_ENTRIES PROVIDED_
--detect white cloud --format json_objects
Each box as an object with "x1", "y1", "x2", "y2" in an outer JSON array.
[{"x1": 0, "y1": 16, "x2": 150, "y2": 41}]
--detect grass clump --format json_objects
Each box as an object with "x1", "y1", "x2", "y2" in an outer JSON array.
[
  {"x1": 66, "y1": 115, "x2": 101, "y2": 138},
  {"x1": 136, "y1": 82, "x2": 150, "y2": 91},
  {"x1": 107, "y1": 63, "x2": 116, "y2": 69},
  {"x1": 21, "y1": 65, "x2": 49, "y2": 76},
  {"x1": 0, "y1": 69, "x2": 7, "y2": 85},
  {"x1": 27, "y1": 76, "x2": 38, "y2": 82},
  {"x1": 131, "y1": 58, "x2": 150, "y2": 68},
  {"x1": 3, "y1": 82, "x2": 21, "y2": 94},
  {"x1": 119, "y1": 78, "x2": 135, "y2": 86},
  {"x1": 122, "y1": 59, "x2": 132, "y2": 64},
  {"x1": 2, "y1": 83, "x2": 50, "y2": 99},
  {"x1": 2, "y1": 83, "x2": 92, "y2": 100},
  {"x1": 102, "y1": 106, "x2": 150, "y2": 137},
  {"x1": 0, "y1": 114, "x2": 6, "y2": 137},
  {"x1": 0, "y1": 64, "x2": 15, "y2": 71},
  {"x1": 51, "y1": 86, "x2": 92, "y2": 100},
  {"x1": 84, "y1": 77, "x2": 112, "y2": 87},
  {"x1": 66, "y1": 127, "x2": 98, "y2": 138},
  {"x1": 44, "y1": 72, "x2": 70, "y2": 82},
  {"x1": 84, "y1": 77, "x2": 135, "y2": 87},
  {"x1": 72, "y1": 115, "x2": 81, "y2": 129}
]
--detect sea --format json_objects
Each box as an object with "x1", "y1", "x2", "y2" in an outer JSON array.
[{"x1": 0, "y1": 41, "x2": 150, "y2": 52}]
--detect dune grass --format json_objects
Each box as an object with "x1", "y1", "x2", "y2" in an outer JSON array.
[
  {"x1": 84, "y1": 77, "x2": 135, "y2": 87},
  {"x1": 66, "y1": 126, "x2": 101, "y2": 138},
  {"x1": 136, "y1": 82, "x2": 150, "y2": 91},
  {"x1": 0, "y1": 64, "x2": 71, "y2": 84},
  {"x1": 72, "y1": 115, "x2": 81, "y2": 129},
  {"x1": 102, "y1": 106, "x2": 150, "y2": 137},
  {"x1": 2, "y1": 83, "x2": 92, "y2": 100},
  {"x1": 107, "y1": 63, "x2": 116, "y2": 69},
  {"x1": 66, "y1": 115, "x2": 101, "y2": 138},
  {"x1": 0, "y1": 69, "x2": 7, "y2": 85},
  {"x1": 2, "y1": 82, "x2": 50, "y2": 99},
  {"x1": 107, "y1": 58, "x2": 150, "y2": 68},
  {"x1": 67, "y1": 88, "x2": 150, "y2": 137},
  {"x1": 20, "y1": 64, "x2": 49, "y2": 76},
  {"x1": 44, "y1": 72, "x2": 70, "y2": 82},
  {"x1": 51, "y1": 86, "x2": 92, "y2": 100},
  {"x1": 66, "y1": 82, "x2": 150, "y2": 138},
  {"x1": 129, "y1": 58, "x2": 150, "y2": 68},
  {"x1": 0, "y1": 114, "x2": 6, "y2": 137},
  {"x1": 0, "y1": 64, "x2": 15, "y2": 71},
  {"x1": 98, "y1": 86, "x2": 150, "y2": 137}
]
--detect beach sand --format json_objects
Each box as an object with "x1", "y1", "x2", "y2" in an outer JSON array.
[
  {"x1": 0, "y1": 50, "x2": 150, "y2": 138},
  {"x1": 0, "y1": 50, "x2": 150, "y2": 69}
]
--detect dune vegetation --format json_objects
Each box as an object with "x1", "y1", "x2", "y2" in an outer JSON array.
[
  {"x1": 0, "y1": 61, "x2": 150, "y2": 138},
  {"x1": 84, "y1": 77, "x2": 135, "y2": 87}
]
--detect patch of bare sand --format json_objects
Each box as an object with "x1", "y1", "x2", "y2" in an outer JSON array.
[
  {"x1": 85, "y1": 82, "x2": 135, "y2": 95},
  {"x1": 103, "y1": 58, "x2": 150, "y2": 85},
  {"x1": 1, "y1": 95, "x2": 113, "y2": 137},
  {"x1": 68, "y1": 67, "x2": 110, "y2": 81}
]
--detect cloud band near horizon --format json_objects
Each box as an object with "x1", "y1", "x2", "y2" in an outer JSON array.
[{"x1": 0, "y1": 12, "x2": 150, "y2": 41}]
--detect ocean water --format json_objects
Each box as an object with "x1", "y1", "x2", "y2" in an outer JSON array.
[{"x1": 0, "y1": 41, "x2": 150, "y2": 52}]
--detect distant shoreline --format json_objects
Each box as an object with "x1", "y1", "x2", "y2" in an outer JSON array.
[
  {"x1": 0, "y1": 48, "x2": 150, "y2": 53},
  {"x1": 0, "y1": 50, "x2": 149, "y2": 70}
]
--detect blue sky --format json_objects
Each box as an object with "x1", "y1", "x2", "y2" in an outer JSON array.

_REQUIRED ACTION_
Which lines in the records above contain the string "grass"? Copy them.

_ANSWER SECTION_
--detect grass clump --format json_objects
--detect dune grass --format json_objects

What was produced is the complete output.